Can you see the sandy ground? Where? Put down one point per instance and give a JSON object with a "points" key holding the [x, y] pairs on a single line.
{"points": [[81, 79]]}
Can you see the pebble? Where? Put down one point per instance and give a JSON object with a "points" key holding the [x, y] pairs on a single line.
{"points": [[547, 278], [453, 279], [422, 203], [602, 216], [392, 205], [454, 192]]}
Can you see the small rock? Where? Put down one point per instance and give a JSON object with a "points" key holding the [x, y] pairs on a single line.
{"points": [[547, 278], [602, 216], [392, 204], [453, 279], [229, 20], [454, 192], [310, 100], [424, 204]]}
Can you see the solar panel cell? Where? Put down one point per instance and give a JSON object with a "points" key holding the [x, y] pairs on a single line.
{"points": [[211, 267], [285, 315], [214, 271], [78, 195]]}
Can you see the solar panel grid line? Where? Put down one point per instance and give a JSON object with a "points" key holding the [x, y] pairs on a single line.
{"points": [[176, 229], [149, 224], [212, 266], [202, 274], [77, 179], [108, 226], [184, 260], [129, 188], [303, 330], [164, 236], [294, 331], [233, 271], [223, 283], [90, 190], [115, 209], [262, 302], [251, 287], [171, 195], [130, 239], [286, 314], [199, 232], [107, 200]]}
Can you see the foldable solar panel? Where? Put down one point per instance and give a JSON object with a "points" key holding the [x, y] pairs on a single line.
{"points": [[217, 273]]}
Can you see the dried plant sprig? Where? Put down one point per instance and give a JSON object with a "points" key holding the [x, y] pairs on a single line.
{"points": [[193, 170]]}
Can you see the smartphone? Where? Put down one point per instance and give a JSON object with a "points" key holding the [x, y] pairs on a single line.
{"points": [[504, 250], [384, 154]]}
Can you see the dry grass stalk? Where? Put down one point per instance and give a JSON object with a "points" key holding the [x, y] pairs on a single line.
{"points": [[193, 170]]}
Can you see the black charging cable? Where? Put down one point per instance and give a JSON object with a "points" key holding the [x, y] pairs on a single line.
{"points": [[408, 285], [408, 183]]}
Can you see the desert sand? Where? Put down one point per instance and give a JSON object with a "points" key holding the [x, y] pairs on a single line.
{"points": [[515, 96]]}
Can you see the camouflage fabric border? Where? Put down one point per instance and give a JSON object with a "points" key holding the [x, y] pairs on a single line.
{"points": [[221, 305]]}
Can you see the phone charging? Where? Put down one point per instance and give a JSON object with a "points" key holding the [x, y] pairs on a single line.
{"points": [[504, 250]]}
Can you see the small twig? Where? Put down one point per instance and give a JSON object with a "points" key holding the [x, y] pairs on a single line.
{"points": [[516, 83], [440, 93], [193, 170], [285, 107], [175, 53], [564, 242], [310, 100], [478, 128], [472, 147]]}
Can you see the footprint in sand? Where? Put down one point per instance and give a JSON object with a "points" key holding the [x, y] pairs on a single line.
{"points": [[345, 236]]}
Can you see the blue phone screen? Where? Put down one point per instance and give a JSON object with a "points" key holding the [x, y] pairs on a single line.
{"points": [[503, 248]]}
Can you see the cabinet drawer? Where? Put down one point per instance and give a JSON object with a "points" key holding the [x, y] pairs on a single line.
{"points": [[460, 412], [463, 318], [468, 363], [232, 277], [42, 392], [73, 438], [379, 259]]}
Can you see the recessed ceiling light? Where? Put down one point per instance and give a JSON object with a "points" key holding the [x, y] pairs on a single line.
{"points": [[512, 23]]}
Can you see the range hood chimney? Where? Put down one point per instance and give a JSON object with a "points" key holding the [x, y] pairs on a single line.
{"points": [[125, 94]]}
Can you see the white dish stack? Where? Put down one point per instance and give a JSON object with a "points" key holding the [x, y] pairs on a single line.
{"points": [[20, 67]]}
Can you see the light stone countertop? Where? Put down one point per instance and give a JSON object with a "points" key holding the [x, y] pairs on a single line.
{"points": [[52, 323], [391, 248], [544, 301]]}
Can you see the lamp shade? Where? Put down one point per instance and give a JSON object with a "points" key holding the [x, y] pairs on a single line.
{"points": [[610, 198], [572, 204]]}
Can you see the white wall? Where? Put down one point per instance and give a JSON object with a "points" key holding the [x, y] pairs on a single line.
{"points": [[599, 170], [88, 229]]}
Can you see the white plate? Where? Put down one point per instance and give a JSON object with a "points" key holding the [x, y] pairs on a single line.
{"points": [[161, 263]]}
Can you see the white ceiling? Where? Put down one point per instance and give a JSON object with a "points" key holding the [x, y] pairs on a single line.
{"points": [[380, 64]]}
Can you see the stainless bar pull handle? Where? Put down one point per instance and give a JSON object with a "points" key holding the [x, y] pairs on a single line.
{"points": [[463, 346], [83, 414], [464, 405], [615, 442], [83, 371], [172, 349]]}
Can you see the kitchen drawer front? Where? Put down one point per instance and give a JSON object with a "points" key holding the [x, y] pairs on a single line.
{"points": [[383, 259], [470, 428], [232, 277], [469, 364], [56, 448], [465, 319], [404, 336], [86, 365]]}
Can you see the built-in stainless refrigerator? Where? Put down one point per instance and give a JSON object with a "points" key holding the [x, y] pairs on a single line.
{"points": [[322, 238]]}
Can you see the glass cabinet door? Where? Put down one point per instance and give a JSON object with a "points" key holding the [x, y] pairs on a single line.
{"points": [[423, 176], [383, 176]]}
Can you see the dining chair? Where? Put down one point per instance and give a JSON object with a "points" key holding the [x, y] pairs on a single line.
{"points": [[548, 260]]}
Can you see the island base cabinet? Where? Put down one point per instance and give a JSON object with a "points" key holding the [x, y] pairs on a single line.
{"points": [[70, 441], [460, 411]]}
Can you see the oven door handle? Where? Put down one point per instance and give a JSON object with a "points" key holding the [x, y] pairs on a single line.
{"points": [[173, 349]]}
• • •
EXERCISE DIRECTIONS:
Copy all of the records above line for line, with no changes.

SOLVED EXERCISE:
Can you see the sandy ground? Where? Put down one point per instance and give a JSON object with a "points" key holding the [x, y] pairs on a single line.
{"points": [[81, 79]]}
Can you see the pebble? Where? Put down one point per instance and give a JSON object with a "points" key holding the [x, y] pairs on a single line.
{"points": [[547, 278], [453, 279], [422, 203], [602, 216], [392, 205], [454, 192]]}
Can you see the small rock? Where? Put down one point per instance and give a JSON object with a "points" key holding the [x, y] pairs on a single line.
{"points": [[547, 278], [602, 216], [392, 204], [453, 279], [229, 20], [454, 192], [310, 100], [424, 204]]}
Can you see the solar panel cell? Where? Put down one point per instance and give a JSON object with a "points" key holding the [x, y] pairs on a single line.
{"points": [[211, 267], [285, 315], [214, 271], [78, 195]]}
Can you see the solar panel grid line? Where? Put down one point per instance and give a JSON object with a "points" key holding the [x, y] pairs on a single line.
{"points": [[176, 229], [149, 224], [212, 266], [202, 274], [77, 179], [108, 226], [184, 260], [129, 188], [303, 330], [164, 236], [294, 331], [233, 271], [223, 283], [90, 190], [115, 209], [262, 302], [251, 287], [171, 195], [130, 239], [286, 314], [199, 232], [107, 200]]}
Can you see the foldable solar panel? Where? Put down one point per instance and give a JSON object with a "points" key holding the [x, y] pairs on a single line.
{"points": [[217, 273]]}
Can you see the dried plant sprig? Where? Put down one point per instance and give a JSON object with a "points" key holding the [x, y] pairs on a single line.
{"points": [[193, 170]]}
Can you see the smartphone? Where? Put down one point per instance and give a JSON object with a "points" key holding the [x, y] pairs on a single line.
{"points": [[504, 250], [384, 154]]}
Can you see the dry grass stalk? Where? Put down one point per instance and give a JSON object with a "points" key holding the [x, y] pairs on a single line.
{"points": [[193, 170]]}
Can you see the black charging cable? Where? Put down one point per instance and give a JSON object with a "points" key holding the [x, y] pairs on a single line.
{"points": [[408, 285], [408, 183]]}
Can you see the desert sand? Where? Put down one point per instance and give a JSON object with a "points" key holding the [x, y] pairs on a single line.
{"points": [[515, 96]]}
Can you see the camouflage fabric border? Where? Put down one point per instance and give a JSON object with a "points" key holding the [x, y] pairs on a single line.
{"points": [[221, 305]]}
Can you see the phone charging? Where? Put down one point per instance and give a JSON object with a "points" key holding the [x, y] pairs on a single line.
{"points": [[504, 250]]}
Can you see the small twig? Where? Put down one point per instance and give a JSON object with a "points" key holding the [x, y] pairs on a single line.
{"points": [[516, 83], [440, 93], [193, 170], [285, 107], [175, 53], [564, 242], [310, 100], [478, 128], [472, 147]]}
Can you see the footprint in sand? Where? Put down one point per instance and give a JSON object with a "points" key holding the [x, y] pairs on a single line.
{"points": [[345, 236]]}
Can you see the blue phone screen? Where? Put down one point per instance and give a JSON object with a "points" key holding the [x, y] pairs on a single line.
{"points": [[503, 248]]}
Can you see the cabinet drawer? Where? Put down one point per instance and give a JSON object with a "points" key holding the [x, y] pairs on a single line.
{"points": [[460, 412], [463, 318], [468, 363], [232, 277], [42, 392], [73, 438], [379, 259]]}
Can you see the recessed ceiling light? Where? Put down one point per instance and give a JSON object with a "points" key holding the [x, y] pairs on a single line.
{"points": [[512, 23]]}
Can you see the range hood chimney? Where? Put down one point per instance and give a JSON object with a "points" key holding the [x, y] pairs on a single line.
{"points": [[125, 94]]}
Can you see the white dish stack? Where? Put down one point per instance and give a JSON object with a "points" key holding the [x, y] pairs on a single line.
{"points": [[20, 67]]}
Can you see the light stone countertop? Where? Put down one point per instance and give a JSON object with a "points" key holding the [x, y] pairs on a single line.
{"points": [[52, 323], [391, 248], [544, 301]]}
Can you see the lamp shade? Where? Put down one point per instance and give a JSON object with a "points" key holding the [x, y] pairs on a single line.
{"points": [[610, 198], [572, 204]]}
Can you see the white wall? Where? Put down one point per instance and give a JSON object with a "points" key holding the [x, y] pairs on a single line.
{"points": [[599, 170], [88, 229]]}
Can you see the white plate? Where? Put down one point per instance and give a JSON object with a "points" key holding the [x, y] pairs on a single line.
{"points": [[161, 263]]}
Can you see the white ceiling? Where? Put down one point per instance and give a JSON object with a "points" key holding the [x, y] pairs on a single line.
{"points": [[380, 64]]}
Can you see the stainless bar pull handle? Where? Put down one point per instance and give a JSON object with a "points" key holding the [x, y] pairs on a single line.
{"points": [[463, 346], [83, 414], [464, 405], [615, 442], [83, 371], [172, 349]]}
Can you see the kitchen drawer front? Where? Put down one point per instance and give a JSON object with a "points" key holding the [x, y] pairs on a single line.
{"points": [[383, 259], [470, 428], [232, 277], [469, 364], [56, 448], [465, 319], [404, 336], [86, 365]]}
Can you see the built-in stainless refrigerator? Where? Put down one point per instance and give a JSON object with a "points" key holding the [x, y] pairs on a single line.
{"points": [[322, 238]]}
Can you see the glass cabinet door? Where? Put down one point per instance and give a JSON object with a "points" key holding the [x, y] pairs on a single line.
{"points": [[423, 176], [383, 176]]}
Can you see the dining chair? Where? Put down one point per instance and give a JSON object with a "points" key holding the [x, y] pairs on a single line.
{"points": [[548, 260]]}
Can you see the island base cabinet? Where? Put down one point per instance and give a JSON object with a "points" key holding the [x, y] pairs on a single line.
{"points": [[70, 441], [460, 411]]}
Can you see the oven door handle? Where? Put down one point per instance and give a JSON object with a "points" key holding the [x, y] pairs on a single line.
{"points": [[173, 349]]}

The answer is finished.